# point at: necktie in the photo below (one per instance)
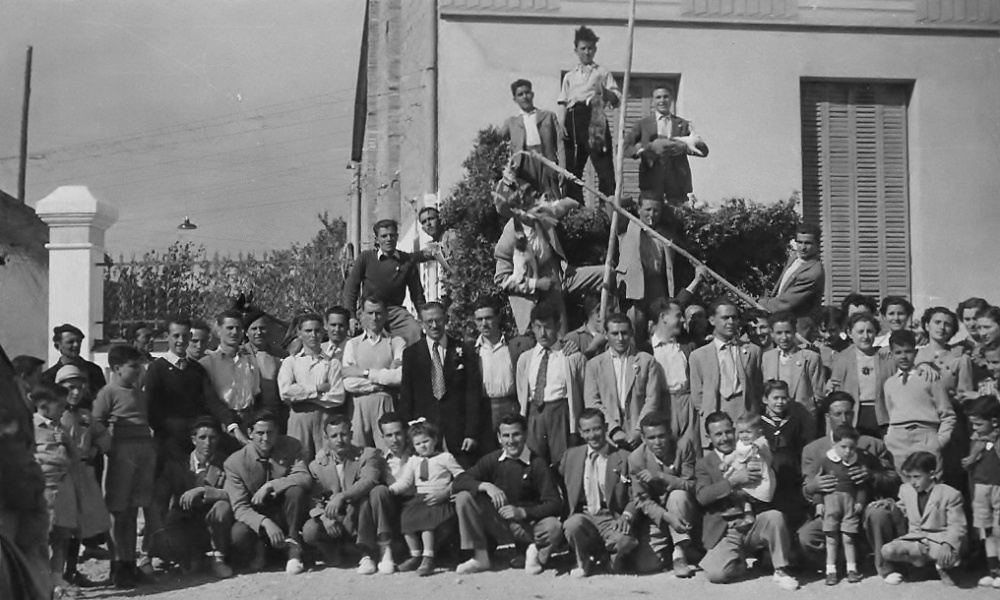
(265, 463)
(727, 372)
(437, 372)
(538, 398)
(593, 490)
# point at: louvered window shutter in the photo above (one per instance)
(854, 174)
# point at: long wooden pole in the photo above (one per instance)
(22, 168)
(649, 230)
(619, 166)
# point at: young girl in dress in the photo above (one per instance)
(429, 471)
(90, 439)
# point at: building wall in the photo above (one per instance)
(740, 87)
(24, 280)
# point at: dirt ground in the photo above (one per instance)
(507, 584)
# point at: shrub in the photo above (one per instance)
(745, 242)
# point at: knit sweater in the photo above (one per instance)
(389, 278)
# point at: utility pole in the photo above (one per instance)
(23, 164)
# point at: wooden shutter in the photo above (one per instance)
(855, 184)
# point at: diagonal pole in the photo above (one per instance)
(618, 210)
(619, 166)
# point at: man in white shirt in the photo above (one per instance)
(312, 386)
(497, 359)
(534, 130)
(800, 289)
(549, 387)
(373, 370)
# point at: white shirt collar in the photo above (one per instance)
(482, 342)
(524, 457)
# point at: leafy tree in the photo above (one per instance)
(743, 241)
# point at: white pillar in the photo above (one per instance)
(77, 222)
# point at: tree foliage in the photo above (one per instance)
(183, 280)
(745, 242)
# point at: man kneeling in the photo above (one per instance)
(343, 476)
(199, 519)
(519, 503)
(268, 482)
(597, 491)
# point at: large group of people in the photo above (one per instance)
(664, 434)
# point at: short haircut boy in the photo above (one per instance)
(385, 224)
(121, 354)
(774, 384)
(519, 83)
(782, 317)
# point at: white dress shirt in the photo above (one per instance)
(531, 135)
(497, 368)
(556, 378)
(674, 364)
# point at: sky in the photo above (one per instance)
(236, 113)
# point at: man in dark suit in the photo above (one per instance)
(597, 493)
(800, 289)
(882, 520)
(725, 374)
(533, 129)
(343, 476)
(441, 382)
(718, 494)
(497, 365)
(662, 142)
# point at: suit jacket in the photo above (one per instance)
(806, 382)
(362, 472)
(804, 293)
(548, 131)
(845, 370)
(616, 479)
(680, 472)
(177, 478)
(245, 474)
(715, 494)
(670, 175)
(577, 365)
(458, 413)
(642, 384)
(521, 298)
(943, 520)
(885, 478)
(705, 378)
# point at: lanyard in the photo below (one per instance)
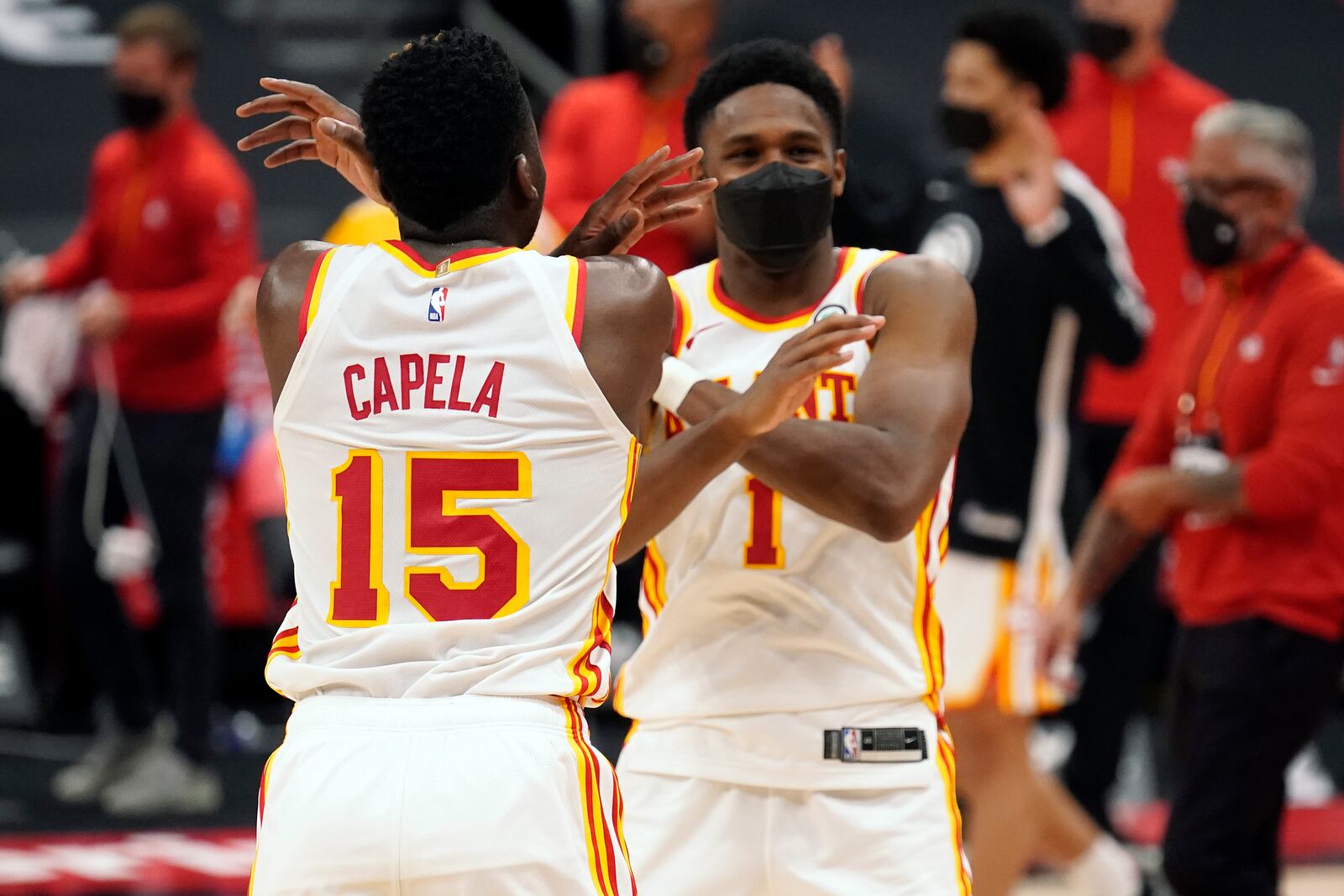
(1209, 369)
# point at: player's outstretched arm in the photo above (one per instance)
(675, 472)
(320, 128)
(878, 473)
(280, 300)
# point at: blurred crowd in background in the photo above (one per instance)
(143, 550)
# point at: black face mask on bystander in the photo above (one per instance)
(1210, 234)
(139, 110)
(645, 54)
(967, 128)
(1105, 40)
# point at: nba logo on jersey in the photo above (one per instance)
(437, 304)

==

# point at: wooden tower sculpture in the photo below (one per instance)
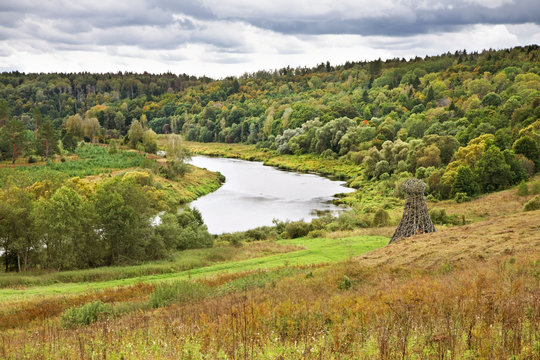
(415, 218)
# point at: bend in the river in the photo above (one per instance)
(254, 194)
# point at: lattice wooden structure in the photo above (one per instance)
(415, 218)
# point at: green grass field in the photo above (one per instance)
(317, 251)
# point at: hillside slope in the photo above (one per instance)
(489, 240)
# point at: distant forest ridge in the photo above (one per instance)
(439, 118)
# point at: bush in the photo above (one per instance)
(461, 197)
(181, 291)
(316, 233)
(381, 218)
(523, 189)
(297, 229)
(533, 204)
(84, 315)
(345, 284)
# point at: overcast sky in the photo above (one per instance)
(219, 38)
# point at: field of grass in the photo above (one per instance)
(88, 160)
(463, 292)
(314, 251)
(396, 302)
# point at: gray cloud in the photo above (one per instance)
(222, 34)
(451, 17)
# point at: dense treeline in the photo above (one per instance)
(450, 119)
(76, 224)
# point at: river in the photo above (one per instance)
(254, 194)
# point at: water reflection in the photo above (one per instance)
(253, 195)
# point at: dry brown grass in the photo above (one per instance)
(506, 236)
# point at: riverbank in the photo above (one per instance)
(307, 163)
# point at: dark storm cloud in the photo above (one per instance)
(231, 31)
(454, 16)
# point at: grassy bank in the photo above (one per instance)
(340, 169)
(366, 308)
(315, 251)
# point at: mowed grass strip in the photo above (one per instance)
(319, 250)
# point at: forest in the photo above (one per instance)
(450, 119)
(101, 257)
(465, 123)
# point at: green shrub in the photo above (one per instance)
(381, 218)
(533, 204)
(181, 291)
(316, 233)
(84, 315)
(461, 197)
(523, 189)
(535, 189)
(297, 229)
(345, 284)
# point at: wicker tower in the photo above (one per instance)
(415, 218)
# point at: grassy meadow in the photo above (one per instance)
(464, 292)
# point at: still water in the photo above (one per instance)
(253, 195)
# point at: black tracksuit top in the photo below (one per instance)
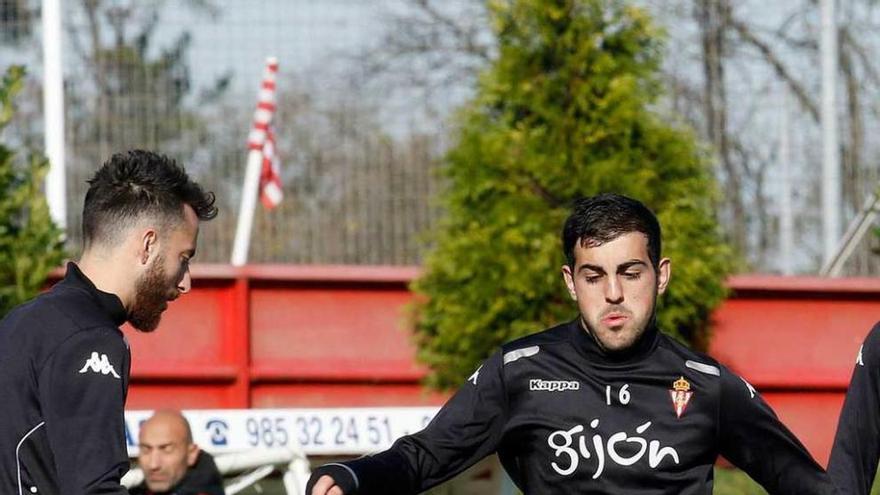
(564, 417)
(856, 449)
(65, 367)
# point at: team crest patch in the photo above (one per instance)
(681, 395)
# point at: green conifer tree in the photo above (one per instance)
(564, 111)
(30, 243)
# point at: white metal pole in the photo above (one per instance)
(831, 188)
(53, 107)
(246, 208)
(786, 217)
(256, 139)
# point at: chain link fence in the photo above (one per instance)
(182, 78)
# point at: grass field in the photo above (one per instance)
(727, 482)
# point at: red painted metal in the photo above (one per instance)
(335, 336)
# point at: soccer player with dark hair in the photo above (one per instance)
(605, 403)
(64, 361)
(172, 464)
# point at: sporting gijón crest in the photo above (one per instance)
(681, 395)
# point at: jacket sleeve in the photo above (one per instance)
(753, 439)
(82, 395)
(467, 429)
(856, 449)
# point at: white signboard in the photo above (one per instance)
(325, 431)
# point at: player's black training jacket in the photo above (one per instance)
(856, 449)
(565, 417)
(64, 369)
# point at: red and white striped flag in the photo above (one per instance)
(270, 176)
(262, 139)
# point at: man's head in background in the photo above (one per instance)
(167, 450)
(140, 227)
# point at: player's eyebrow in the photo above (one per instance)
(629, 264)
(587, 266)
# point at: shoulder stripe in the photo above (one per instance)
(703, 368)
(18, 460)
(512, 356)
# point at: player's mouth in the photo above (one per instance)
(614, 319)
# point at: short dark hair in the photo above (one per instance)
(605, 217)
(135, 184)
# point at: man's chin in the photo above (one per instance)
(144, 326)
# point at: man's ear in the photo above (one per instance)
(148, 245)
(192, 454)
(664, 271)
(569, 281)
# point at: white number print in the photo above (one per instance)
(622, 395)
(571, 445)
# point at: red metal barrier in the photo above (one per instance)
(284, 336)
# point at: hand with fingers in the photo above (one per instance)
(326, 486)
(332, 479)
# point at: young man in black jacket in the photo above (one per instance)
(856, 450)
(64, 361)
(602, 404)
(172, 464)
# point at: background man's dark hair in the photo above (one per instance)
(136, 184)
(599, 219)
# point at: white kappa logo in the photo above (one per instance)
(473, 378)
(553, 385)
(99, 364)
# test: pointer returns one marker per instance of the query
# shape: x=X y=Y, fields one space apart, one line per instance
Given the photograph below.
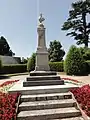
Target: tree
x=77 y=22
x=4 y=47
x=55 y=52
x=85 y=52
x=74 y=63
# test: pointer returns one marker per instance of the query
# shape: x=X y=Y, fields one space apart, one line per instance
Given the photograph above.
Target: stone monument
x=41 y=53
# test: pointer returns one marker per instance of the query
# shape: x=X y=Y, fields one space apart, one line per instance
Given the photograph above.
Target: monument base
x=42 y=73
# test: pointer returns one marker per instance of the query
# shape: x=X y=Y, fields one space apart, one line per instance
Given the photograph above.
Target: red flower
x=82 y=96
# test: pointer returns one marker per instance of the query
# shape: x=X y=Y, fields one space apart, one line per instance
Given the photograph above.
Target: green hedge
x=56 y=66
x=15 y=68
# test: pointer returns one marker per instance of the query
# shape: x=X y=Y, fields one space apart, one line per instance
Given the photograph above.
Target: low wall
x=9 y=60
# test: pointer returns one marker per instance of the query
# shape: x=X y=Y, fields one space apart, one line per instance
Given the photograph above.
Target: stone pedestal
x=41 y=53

What needs to be done:
How many lines in the rows above contain the string "wall"? Case counts. Give only the number.

Response to this exercise:
2